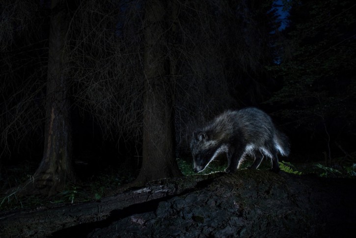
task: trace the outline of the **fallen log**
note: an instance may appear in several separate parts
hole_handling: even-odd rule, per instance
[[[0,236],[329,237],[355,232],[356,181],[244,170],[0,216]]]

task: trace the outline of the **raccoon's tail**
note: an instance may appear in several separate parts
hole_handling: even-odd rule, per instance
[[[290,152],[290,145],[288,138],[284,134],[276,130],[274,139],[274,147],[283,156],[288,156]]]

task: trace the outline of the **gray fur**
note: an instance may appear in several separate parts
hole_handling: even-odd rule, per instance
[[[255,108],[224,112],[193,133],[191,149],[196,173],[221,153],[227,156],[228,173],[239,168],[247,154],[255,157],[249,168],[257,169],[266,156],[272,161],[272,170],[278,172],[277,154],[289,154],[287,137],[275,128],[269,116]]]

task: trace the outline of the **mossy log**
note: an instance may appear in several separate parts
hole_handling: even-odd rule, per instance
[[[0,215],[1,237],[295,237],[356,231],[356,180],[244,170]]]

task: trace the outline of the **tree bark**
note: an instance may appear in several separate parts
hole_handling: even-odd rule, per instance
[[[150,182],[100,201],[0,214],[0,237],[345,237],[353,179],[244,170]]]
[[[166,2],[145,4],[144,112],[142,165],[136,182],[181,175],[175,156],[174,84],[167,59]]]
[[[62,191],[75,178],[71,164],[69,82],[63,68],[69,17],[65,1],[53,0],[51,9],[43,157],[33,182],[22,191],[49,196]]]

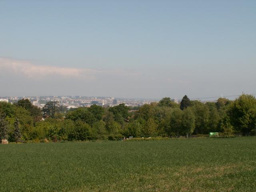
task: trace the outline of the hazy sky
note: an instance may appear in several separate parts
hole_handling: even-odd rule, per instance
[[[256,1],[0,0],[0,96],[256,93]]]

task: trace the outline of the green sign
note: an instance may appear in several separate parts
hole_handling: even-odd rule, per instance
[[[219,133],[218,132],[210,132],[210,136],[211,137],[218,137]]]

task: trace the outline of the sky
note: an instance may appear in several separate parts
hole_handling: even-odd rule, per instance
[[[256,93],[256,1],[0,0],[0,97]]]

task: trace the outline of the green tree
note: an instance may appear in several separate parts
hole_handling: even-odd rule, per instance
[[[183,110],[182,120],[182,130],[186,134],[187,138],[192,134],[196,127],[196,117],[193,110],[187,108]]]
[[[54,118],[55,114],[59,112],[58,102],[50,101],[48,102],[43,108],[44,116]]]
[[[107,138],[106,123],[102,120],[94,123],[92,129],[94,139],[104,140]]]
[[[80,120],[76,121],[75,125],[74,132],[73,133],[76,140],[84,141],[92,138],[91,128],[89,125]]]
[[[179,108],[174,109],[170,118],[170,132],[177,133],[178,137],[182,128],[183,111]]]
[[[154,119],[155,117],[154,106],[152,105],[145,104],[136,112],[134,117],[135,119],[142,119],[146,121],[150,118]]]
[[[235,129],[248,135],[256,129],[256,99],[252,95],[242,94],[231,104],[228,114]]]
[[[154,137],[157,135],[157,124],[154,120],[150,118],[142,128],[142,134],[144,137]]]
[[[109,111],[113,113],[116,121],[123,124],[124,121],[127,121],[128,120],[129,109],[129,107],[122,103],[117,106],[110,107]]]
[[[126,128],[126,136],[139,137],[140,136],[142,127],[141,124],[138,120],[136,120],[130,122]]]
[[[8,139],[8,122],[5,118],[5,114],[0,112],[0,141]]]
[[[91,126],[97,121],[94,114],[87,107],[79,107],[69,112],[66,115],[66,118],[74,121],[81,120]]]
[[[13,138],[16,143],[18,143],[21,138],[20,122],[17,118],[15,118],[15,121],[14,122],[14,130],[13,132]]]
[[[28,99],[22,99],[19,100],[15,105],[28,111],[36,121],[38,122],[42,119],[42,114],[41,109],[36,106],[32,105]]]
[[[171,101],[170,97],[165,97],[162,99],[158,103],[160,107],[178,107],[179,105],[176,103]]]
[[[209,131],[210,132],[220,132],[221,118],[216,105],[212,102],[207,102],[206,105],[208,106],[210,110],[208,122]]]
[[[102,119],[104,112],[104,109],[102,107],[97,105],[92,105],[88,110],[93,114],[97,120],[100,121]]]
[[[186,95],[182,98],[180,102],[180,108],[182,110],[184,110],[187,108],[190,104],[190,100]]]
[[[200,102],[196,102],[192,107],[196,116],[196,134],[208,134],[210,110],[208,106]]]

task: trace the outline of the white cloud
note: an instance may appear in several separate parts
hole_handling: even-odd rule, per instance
______________________________
[What you should do] Rescale the entries from the line containing "task: trace the outline of the **tree bark**" through the line containing "[[[256,93],[256,1],[0,0],[0,97]]]", both included. Write every line in that range again with its task text, note, and hole-handling line, multiply each polygon coordinate in the answers by 1.25, round to whole numbers with halves going up, and leave out the picture line.

[Final result]
task: trace the outline of the **tree bark**
note: an instance may appear in several separate parts
hole_handling: even-odd rule, per instance
[[[188,228],[125,251],[0,268],[0,296],[431,296],[441,224],[305,213]]]
[[[208,3],[181,5],[180,140],[178,206],[170,228],[226,219],[219,195],[218,105],[209,74]]]
[[[78,239],[94,223],[89,205],[86,103],[79,85],[86,21],[81,1],[66,0],[64,11],[54,196],[41,228],[28,239],[61,245]]]

task: trace the outline of the hazy sky
note: an instance may appear in several separate parts
hole_handling: even-odd rule, per instance
[[[320,1],[0,0],[0,120],[320,116]]]

task: trace the outline of the green sign
note: an instance may appear in several separate parts
hole_handling: even-odd rule, per instance
[[[274,166],[273,165],[263,165],[263,170],[264,171],[273,171]]]

task: trace the outline of the sky
note: an instance may appear in several separate parts
hole_handling: even-odd rule, per instance
[[[320,116],[320,1],[0,0],[0,121]]]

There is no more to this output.